▶ _What you will do_:
Take the listing below and print exactly the lines starting at the line containing "Target: textured pot" and ending at the line containing "of the floorboard", both ends included, and no others.
↓↓↓
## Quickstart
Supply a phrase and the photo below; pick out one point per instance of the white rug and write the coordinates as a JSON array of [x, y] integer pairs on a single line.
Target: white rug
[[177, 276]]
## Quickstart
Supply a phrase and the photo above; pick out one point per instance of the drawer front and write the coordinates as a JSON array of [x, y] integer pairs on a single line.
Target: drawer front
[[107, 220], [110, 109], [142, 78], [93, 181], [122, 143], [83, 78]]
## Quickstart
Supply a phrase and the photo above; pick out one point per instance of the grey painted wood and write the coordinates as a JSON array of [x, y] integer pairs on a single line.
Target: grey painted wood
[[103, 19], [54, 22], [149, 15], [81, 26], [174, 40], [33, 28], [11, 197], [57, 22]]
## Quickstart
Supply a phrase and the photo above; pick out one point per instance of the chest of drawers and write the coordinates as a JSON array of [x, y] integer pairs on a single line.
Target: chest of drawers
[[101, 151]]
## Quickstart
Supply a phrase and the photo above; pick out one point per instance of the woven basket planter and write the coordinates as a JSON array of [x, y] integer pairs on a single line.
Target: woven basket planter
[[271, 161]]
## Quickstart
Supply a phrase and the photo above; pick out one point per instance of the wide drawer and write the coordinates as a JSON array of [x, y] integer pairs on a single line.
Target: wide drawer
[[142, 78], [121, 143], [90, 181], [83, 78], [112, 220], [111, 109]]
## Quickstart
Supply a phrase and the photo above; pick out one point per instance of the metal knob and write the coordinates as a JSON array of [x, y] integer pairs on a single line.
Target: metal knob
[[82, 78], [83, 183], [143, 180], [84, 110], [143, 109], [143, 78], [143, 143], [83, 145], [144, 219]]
↑↑↑
↓↓↓
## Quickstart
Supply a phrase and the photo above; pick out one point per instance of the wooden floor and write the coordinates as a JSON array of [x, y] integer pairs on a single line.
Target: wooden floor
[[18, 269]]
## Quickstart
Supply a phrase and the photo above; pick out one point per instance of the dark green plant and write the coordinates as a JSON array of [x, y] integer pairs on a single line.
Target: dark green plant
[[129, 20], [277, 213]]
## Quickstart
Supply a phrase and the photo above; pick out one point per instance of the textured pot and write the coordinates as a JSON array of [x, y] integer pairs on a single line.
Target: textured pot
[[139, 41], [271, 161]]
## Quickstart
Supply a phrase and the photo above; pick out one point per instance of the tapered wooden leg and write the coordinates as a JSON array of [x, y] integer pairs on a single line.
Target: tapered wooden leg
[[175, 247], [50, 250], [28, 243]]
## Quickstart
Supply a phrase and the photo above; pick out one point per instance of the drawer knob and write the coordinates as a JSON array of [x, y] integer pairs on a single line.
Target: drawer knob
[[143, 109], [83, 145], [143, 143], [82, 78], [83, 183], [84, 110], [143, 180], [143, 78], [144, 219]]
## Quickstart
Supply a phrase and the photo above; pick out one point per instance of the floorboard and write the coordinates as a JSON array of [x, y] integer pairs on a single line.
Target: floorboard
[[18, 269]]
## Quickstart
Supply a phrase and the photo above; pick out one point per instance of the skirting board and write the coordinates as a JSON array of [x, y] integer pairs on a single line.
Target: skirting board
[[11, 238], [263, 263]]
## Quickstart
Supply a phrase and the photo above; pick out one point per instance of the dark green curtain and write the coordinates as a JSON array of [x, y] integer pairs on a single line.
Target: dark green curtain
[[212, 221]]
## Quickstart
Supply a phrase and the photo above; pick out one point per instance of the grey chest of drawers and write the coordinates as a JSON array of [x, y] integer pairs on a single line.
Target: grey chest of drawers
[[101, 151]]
↑↑↑
▶ _Task result_:
Target: textured pot
[[139, 41], [271, 161]]
## Quickstart
Supply a phrase and the photo above; pick out one point per instance of the tapered wooden leg and write the coordinates as a JSON array of [x, y] integer pairs on a single line.
Target: tapered wooden leg
[[175, 247], [50, 250], [28, 243]]
## Quickstart
Supply a phrase and the photo above; pick out one point per instance of the drawer knob and write the coordinates as a JSON array of [x, y] integer pairs on a single line.
Target: drawer knob
[[143, 109], [83, 145], [143, 143], [82, 78], [83, 183], [84, 110], [143, 180], [143, 78], [144, 219]]
## Quickstart
Supply a phrase and the photo above; pick out one point per instance of the floorboard and write the coordinates as a JSON array of [x, y] integer pairs on a single line.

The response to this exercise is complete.